-------- The data --------

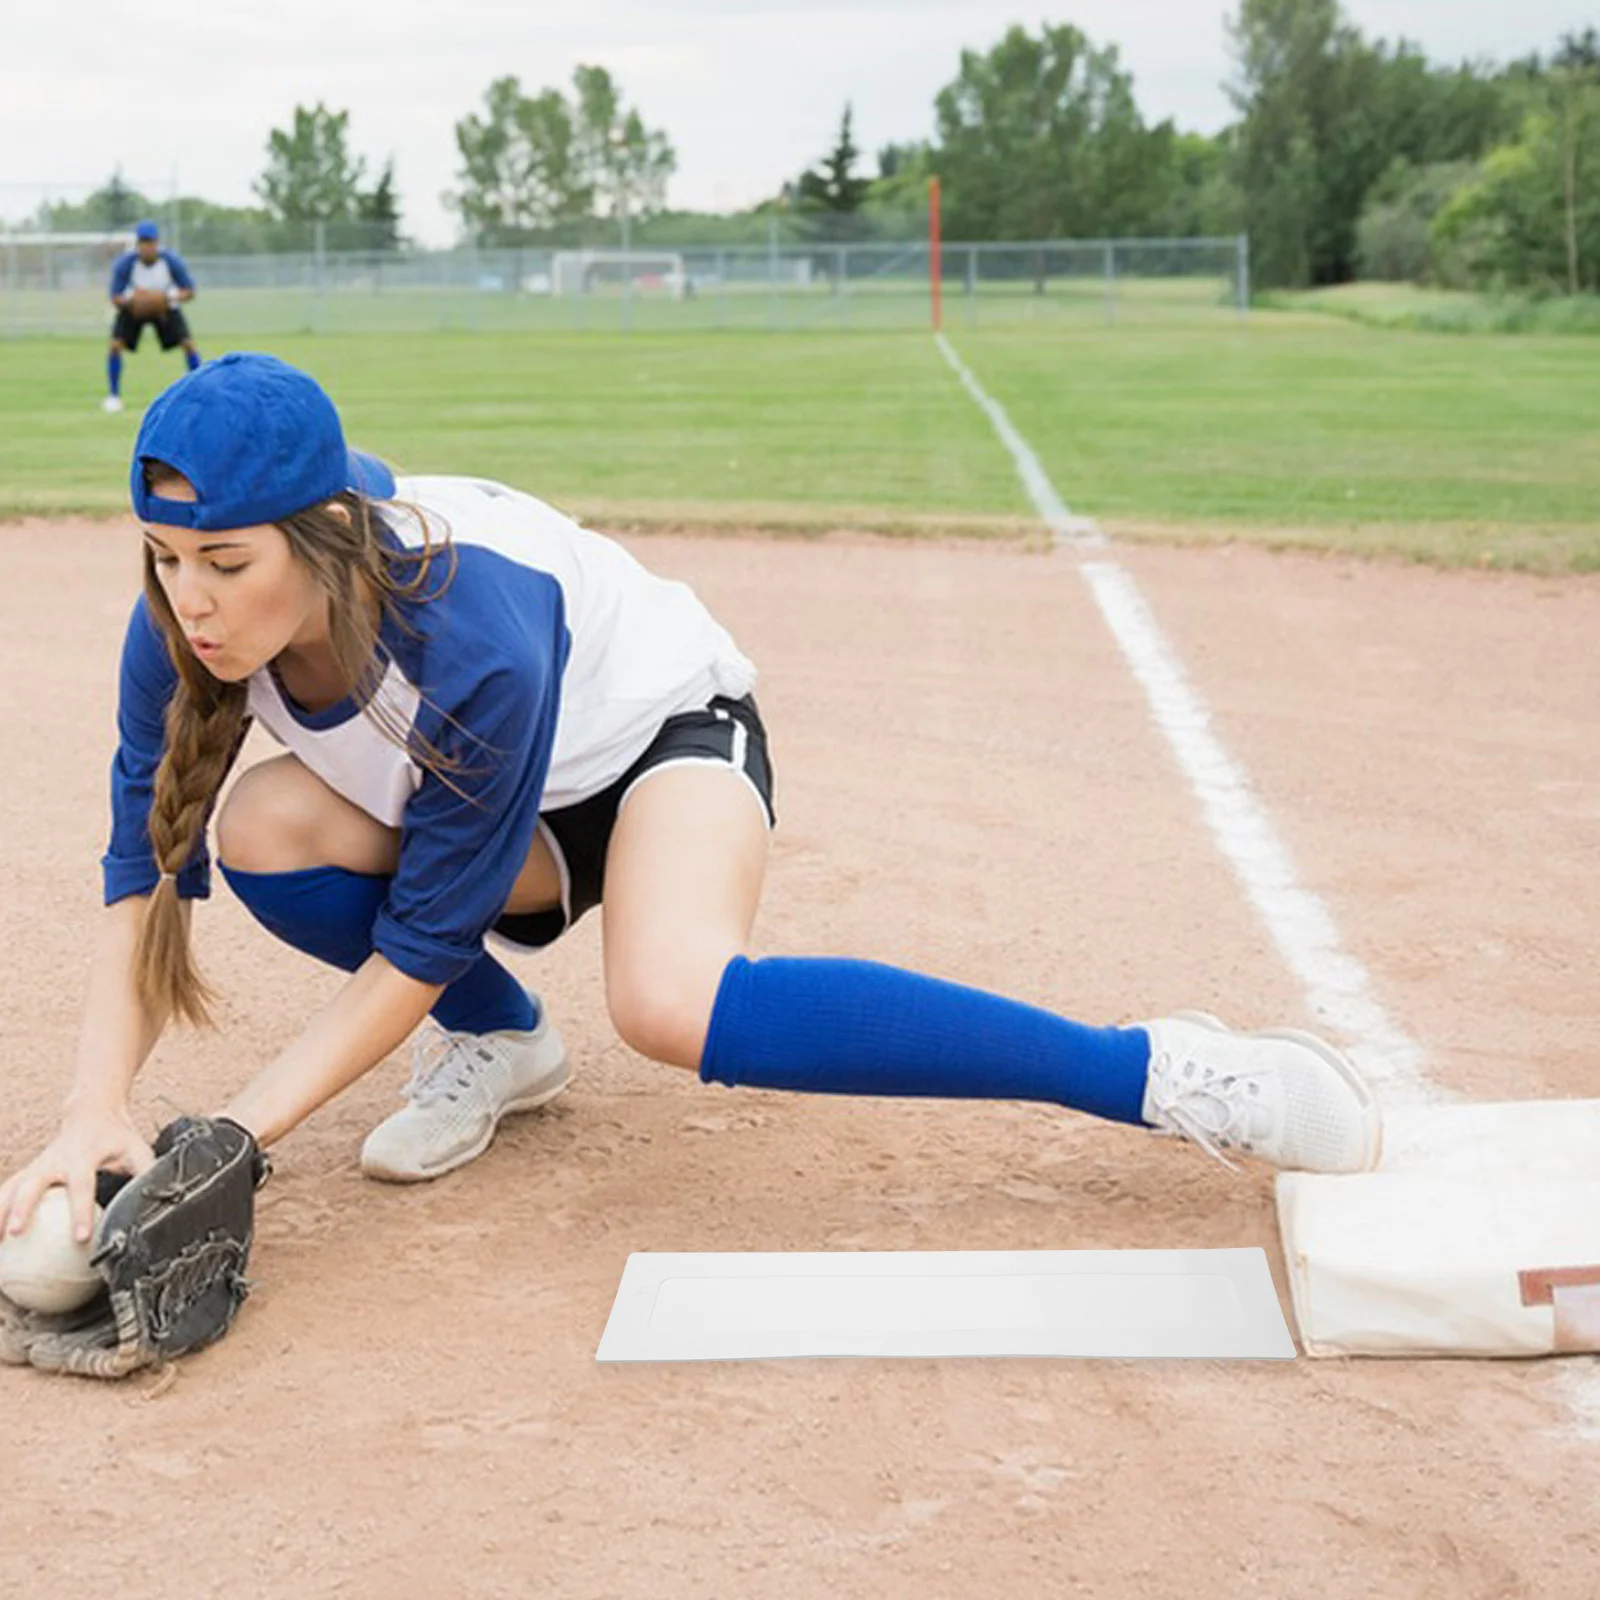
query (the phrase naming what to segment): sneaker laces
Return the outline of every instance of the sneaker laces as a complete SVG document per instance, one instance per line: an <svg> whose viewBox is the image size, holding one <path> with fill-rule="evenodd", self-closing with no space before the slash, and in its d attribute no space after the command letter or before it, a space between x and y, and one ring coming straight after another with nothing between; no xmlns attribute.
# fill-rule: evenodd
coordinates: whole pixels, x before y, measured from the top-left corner
<svg viewBox="0 0 1600 1600"><path fill-rule="evenodd" d="M1238 1172L1239 1163L1229 1160L1226 1148L1230 1144L1245 1142L1242 1136L1249 1133L1248 1107L1242 1096L1233 1096L1226 1091L1244 1079L1266 1077L1266 1069L1257 1067L1240 1072L1208 1073L1201 1063L1193 1062L1200 1076L1180 1078L1180 1061L1189 1059L1168 1051L1161 1051L1150 1058L1151 1106L1156 1115L1164 1117L1176 1132L1199 1145L1229 1172ZM1215 1106L1217 1110L1207 1116L1204 1108L1210 1106Z"/></svg>
<svg viewBox="0 0 1600 1600"><path fill-rule="evenodd" d="M497 1059L493 1048L478 1034L430 1029L412 1046L411 1076L400 1097L414 1106L459 1100L477 1086L480 1066Z"/></svg>

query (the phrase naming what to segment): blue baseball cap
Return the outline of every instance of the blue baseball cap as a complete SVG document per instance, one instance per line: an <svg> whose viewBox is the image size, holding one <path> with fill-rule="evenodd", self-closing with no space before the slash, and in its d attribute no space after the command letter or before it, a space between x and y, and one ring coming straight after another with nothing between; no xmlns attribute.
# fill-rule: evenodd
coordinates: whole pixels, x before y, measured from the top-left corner
<svg viewBox="0 0 1600 1600"><path fill-rule="evenodd" d="M152 494L147 461L181 472L196 498ZM345 445L339 413L315 378L276 356L236 351L156 397L133 447L129 488L142 522L214 531L280 522L346 489L388 500L394 474Z"/></svg>
<svg viewBox="0 0 1600 1600"><path fill-rule="evenodd" d="M161 237L161 230L155 225L155 223L146 219L133 230L133 236L135 239L159 239Z"/></svg>

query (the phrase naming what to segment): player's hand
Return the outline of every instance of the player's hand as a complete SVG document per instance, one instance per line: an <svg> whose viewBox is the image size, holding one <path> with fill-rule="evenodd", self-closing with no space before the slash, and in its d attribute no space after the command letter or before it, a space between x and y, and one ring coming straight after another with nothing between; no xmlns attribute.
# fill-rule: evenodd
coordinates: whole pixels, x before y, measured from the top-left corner
<svg viewBox="0 0 1600 1600"><path fill-rule="evenodd" d="M155 1160L126 1111L71 1111L60 1131L21 1171L0 1183L0 1233L21 1233L39 1196L61 1184L71 1200L73 1231L87 1240L94 1223L94 1175L143 1172Z"/></svg>

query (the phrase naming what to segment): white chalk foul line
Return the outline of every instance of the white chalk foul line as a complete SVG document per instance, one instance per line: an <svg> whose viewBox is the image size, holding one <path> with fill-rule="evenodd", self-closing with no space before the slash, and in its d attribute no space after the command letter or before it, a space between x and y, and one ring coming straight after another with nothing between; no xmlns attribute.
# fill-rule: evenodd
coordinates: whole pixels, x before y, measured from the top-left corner
<svg viewBox="0 0 1600 1600"><path fill-rule="evenodd" d="M1023 485L1057 542L1082 550L1088 541L1079 530L1092 524L1073 516L1000 404L984 392L949 340L943 334L937 339L945 360L1011 452ZM1094 542L1104 544L1098 535ZM1422 1052L1384 1012L1366 968L1344 948L1328 908L1299 881L1288 848L1212 730L1205 701L1189 682L1132 575L1116 562L1098 558L1081 561L1079 570L1200 802L1218 849L1299 980L1312 1013L1344 1036L1351 1055L1386 1099L1439 1098L1422 1076Z"/></svg>
<svg viewBox="0 0 1600 1600"><path fill-rule="evenodd" d="M1028 448L1028 441L1011 426L1011 418L999 404L983 392L983 385L967 371L966 363L956 354L955 347L942 333L936 333L933 337L939 346L940 354L950 363L967 393L977 401L979 408L993 423L994 431L1000 435L1001 444L1011 452L1011 459L1016 462L1017 471L1022 476L1023 487L1028 491L1028 497L1033 501L1039 515L1044 518L1045 526L1055 535L1056 543L1078 546L1103 545L1105 538L1094 523L1087 517L1073 516L1067 509L1061 496L1056 493L1055 485L1050 482L1044 468L1039 465L1039 458Z"/></svg>
<svg viewBox="0 0 1600 1600"><path fill-rule="evenodd" d="M1080 570L1212 837L1299 979L1312 1014L1345 1036L1351 1055L1385 1099L1437 1098L1422 1078L1422 1052L1378 1003L1366 968L1344 948L1328 908L1299 882L1288 847L1212 730L1210 711L1132 576L1111 561L1086 561Z"/></svg>

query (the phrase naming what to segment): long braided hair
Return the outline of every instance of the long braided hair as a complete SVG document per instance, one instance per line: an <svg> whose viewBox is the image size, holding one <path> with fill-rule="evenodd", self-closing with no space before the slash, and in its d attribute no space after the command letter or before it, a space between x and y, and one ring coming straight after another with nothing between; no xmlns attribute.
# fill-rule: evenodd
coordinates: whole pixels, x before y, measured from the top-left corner
<svg viewBox="0 0 1600 1600"><path fill-rule="evenodd" d="M156 490L183 481L180 473L159 461L146 463L145 480ZM356 703L386 737L447 776L459 771L460 763L409 730L375 698L386 664L378 637L382 618L397 615L399 601L437 595L455 570L449 541L436 544L427 518L415 507L407 509L423 530L422 544L414 550L385 544L380 536L383 522L371 502L354 490L286 517L277 526L294 558L328 596L329 642ZM433 563L441 554L449 566L442 582L430 584ZM134 954L134 980L141 1002L153 1016L175 1016L198 1025L211 1021L210 1002L215 996L195 965L177 875L194 854L217 792L244 742L249 688L213 677L189 647L167 603L148 545L144 593L178 682L167 705L150 807L150 846L161 877L145 909ZM373 598L378 601L376 608L370 604Z"/></svg>

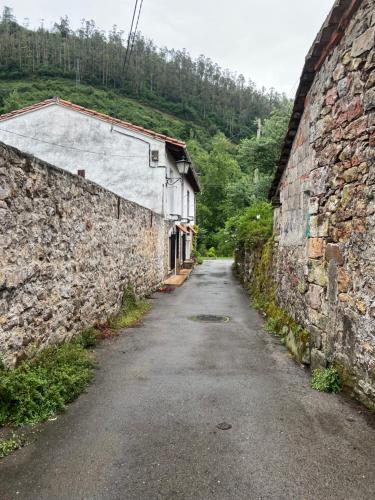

--------

● **Work request**:
The exercise is to copy out every line above that has the word "laces" in it.

● **Output of the task**:
query (the phrase naming what to segment): sneaker laces
Return the outline of every instance of the sneaker laces as a complete SVG document per instance, one instance per line: an <svg> whose viewBox is the image size, holding one <path> with fill-rule="evenodd", self-closing with no space before the slash, and in its d attribute no space after the command letter or before it, a space between x and y, and one ring coming straight after another with nothing between; no xmlns attribute.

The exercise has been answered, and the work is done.